(CONSIGNE):
Recopiez sans rien changer, dans le texte sur Jérôme Carlos, tout ce qui va de « J’ai retrouvé dans » jusqu'à « question du panafricanisme. ».

(TEXTE À LIRE):
______
J’ai retrouvé dans mes archives de reporter cette interview avec l’historien et homme de médias béninois Jérôme Carlos. Je l’ai réalisée en juillet 2010 à Cotonou pour le compte de l’agence de presse Alerte Info. A la faveur du cinquantenaire des indépendances farafinoises, l’historien et moi avions évoqué son parcours en Côte d’Ivoire, le refus audacieux de Laurent Gbagbo d’assister au défilé du 14 juillet sous Chirac et la question du panafricanisme.

L’intellectuel béninois avait fui le régime marxiste-léniniste de Kérékou très allergique aux intellectuels pour s’installer en Côte d’Ivoire. Il présentait à l’époque une émission littéraire à la télévision nationale ivoirienne. Il a écrit les plus belles pages de l’influent magazine hebdomadaire Ivoire Dimanche avec l’illustre journaliste ivoirien Diégou Bailly, son adjoint à l’époque. Jérôme Carlos est un exemple éloquent de ce que le panafricanisme voulait dire dans la tête du premier président ivoirien. Houphouët capable de torpiller la lumineuse idée de la Fédération du Mali de son doux rival Senghor et du socialiste Modibo Kéita, en leur opposant le fantomatique Conseil de l’Entente; le même Houphouët prompt à tendre la perche à tous les frères farafinois en difficulté, au nom de la vocation d’hospitalité de la terre ivoirienne, sans proclamer urbi et orbi son panafricanisme. C’est finalement aux actes politiques forts posés qu’il faut juger un homme de pouvoir.
______
(DONNÉES EXTRAITES):
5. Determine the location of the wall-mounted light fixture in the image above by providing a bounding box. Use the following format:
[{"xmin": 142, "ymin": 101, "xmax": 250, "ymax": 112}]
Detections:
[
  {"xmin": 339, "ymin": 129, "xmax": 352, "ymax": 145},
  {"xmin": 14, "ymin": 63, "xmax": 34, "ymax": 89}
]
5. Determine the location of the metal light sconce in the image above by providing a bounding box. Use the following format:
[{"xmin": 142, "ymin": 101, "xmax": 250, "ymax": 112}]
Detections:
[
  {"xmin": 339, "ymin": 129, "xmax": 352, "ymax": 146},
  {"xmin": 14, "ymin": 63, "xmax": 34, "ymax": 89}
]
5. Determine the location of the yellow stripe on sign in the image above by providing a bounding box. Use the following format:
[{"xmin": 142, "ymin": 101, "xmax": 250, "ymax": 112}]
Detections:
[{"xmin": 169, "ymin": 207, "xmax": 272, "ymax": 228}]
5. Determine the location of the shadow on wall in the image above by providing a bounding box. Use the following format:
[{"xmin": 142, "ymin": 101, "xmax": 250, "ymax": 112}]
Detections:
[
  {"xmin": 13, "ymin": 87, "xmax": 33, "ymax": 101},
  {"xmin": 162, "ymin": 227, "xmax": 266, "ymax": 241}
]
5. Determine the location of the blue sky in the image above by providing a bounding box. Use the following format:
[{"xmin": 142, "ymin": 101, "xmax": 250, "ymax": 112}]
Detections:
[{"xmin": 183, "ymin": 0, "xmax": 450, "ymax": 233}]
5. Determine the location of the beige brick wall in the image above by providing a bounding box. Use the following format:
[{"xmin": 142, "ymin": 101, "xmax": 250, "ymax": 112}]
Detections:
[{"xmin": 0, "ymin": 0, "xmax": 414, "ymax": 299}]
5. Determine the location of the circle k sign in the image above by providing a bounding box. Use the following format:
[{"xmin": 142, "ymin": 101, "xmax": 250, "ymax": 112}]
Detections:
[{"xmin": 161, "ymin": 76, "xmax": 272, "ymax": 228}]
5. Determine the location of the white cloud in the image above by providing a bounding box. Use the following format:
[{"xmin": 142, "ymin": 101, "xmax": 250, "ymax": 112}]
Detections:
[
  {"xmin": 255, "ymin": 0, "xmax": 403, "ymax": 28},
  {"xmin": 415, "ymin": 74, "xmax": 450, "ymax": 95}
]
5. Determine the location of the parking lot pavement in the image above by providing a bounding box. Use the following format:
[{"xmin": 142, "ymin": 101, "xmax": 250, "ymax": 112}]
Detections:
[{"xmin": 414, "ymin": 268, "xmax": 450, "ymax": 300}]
______
(RÉPONSE RÉDIGÉE):
J’ai retrouvé dans mes archives de reporter cette interview avec l’historien et homme de médias béninois Jérôme Carlos. Je l’ai réalisée en juillet 2010 à Cotonou pour le compte de l’agence de presse Alerte Info. A la faveur du cinquantenaire des indépendances farafinoises, l’historien et moi avions évoqué son parcours en Côte d’Ivoire, le refus audacieux de Laurent Gbagbo d’assister au défilé du 14 juillet sous Chirac et la question du panafricanisme.